_Brief_
In the records below, find the line holding "rocky ground" and the line holding "hiking boot". Set down both, with every line between them, exactly.

··· Record excerpts

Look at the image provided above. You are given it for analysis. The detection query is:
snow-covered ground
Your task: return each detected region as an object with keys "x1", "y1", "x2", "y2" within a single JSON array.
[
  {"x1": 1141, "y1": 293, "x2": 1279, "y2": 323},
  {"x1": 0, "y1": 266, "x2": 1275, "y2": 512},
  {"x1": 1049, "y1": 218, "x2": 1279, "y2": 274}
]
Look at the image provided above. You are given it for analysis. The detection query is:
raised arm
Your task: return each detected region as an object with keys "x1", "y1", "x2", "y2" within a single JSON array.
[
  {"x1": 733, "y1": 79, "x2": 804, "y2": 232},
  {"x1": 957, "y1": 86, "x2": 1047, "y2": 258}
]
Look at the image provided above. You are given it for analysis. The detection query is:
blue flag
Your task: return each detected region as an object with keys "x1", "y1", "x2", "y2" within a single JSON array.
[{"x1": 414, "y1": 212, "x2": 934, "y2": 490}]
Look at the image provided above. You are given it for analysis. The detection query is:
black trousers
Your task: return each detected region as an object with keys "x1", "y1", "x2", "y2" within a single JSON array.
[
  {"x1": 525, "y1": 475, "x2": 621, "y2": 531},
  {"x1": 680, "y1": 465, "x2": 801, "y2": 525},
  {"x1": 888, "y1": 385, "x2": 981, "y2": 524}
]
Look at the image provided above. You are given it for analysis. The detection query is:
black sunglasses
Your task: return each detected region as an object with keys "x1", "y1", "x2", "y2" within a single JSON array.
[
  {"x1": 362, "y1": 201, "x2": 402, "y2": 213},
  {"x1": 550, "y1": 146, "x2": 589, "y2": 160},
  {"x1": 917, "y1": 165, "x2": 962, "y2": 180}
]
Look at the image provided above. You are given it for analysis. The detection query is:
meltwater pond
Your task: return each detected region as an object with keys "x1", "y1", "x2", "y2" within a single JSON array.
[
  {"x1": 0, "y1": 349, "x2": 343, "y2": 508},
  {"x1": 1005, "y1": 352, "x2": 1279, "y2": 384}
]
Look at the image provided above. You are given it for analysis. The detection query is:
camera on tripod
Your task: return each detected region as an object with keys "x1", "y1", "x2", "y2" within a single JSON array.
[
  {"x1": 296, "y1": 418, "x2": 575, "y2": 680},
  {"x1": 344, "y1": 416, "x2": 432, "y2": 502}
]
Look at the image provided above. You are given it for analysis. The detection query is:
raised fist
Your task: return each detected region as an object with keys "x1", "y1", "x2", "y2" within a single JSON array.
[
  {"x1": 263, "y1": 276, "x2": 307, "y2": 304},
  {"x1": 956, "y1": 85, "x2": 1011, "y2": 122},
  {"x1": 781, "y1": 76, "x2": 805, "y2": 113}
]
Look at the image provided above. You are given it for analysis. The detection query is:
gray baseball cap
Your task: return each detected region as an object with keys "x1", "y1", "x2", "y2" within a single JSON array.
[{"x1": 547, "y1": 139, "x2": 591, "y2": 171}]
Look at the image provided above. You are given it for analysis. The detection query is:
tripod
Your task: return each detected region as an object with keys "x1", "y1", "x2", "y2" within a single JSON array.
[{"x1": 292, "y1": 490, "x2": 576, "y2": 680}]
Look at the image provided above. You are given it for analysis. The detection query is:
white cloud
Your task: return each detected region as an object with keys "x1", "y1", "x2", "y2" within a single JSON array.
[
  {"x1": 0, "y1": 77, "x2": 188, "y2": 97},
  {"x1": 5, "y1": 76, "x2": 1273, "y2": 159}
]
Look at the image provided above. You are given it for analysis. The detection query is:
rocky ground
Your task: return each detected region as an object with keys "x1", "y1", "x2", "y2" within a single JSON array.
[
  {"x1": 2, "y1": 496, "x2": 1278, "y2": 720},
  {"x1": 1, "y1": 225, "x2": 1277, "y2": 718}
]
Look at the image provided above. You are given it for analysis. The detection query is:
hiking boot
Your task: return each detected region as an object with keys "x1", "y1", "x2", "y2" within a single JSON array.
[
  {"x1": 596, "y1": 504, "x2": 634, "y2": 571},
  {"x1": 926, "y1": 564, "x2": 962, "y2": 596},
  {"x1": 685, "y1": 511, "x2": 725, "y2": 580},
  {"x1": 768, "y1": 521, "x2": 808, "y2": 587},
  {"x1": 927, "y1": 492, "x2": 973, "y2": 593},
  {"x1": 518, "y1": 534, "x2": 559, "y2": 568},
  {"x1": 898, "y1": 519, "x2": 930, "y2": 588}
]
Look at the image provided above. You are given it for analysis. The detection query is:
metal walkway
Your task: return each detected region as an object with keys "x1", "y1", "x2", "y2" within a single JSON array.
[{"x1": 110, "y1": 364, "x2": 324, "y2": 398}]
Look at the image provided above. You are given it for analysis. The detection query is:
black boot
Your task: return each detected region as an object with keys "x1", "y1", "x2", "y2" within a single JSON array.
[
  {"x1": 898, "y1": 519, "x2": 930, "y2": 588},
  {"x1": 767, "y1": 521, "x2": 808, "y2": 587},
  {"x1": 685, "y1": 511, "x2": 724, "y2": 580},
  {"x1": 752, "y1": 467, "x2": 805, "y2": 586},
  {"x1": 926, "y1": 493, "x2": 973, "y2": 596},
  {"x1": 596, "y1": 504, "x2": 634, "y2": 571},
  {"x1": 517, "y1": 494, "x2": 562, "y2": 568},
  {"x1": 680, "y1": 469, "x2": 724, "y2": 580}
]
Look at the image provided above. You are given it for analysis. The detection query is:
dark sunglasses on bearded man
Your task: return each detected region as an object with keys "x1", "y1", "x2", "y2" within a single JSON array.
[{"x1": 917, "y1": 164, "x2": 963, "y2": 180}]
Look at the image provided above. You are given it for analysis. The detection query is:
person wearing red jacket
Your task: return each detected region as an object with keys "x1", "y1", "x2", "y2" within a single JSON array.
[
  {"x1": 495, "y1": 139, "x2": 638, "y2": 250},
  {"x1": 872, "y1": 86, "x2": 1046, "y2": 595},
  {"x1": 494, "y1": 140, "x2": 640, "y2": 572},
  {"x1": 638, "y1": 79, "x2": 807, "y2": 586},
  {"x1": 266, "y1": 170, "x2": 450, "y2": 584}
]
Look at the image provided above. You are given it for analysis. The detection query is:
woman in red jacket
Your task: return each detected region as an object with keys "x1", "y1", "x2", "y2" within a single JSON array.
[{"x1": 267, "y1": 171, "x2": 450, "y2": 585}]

······

_Result for this task_
rocky ground
Your task: return each detected region as an object with keys "x1", "y1", "x2", "y2" within a single JSON array.
[
  {"x1": 2, "y1": 496, "x2": 1278, "y2": 720},
  {"x1": 1, "y1": 225, "x2": 1277, "y2": 718}
]
Look at the image provided above. You are given it for analysis. The detection query is:
hiking boot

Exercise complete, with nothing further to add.